• _EXERCISE BRIEF_:
Copy word for word, please, the lines of the entries below running from the one containing "Field-scouting task: mark every instance of the lily" to the one containing "Target: lily flower", both ends included.

• _RECORDS SUPPLIED_:
########################################
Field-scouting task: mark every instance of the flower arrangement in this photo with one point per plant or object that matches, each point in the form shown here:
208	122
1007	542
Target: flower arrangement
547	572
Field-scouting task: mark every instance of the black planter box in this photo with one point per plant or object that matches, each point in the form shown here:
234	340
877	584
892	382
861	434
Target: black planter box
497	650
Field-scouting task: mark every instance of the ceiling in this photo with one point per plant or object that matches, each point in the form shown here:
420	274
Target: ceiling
########################################
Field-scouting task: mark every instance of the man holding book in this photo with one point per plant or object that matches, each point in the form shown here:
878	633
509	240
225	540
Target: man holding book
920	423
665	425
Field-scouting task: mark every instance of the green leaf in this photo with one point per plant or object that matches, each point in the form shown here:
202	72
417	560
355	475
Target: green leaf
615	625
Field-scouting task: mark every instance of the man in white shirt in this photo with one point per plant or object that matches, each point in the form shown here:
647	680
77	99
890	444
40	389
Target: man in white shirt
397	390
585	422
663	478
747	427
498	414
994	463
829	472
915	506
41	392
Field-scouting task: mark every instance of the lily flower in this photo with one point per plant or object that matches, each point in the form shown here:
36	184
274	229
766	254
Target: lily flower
########################################
• _RESPONSE FOR THIS EXERCISE_:
Field-scouting task: mark every instance of the lily flower in this photo with one point per plant or object that matches, each point in the form shown here:
36	184
274	229
766	254
Target: lily flower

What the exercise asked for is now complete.